## INPUT ROWS
[start]

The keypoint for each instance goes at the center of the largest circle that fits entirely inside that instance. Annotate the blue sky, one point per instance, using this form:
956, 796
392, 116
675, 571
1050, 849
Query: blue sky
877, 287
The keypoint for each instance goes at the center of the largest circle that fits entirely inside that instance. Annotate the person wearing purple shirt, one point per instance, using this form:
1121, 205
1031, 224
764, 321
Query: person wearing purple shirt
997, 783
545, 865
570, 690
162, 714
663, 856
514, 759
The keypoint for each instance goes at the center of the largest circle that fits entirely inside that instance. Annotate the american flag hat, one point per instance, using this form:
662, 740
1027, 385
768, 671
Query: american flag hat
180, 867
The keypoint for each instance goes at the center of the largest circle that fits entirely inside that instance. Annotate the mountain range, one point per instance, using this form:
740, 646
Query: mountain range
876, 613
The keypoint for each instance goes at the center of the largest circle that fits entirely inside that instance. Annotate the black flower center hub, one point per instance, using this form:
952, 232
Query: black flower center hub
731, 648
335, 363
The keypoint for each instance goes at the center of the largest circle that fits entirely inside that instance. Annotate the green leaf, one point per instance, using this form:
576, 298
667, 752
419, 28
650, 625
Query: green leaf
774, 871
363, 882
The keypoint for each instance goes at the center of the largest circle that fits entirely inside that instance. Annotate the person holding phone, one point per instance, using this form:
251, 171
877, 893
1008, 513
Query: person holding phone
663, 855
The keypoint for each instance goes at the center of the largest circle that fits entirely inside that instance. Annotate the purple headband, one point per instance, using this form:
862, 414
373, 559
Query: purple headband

[end]

Return every entry verbatim.

The keypoint for each instance goes at the center of the largest circle that fits entirely inside that instance. Annotate the blue sky, one point per instance, using this form:
956, 796
392, 116
675, 571
1050, 849
Query: blue sky
877, 287
The keypoint for each instance goes at the center of the largest circle that fits entirely inside that instance. Annotate the person wearing purple shirt, one point per instance, using this form:
1121, 205
1031, 224
764, 321
Query: person wearing purple shirt
997, 783
545, 865
570, 690
162, 714
663, 856
514, 759
The keypoint for each instance goes at the center of the largest circle that fits entirely inside that instance. Annotate the american flag hat, one point per instance, using this form:
662, 740
1027, 385
768, 671
Query: american flag hat
180, 867
The keypoint for each instance goes at the center of the largest circle that fits entirely inside that instance. Annotate the mountain range, one point per instance, using this form:
740, 646
Query: mountain range
876, 613
The keypoint for each instance goes at the center of the largest circle that fits entirely inside that instance. Annotate the black flower center hub, one point per instance, using this form:
952, 232
Query: black flower center hub
731, 648
335, 363
The keypoint for each instance goes at the center of the largest circle that fits entirely inside that instance. Annotate the green leaf, one point per instance, using this form:
576, 298
667, 752
419, 28
650, 625
Query: green leaf
774, 871
363, 882
The keypoint for each instance goes at the center of the largest circle that fits entirely inside that instance. Annotate the person holding phone, one point per instance, using this form:
251, 171
877, 893
1008, 513
Query: person holding phone
663, 855
The keypoint for each instance goes at the center of the largest circle that fits entirely inside that instance. Annotate the purple headband, one point per instance, using this form:
862, 414
373, 559
Query: purple headband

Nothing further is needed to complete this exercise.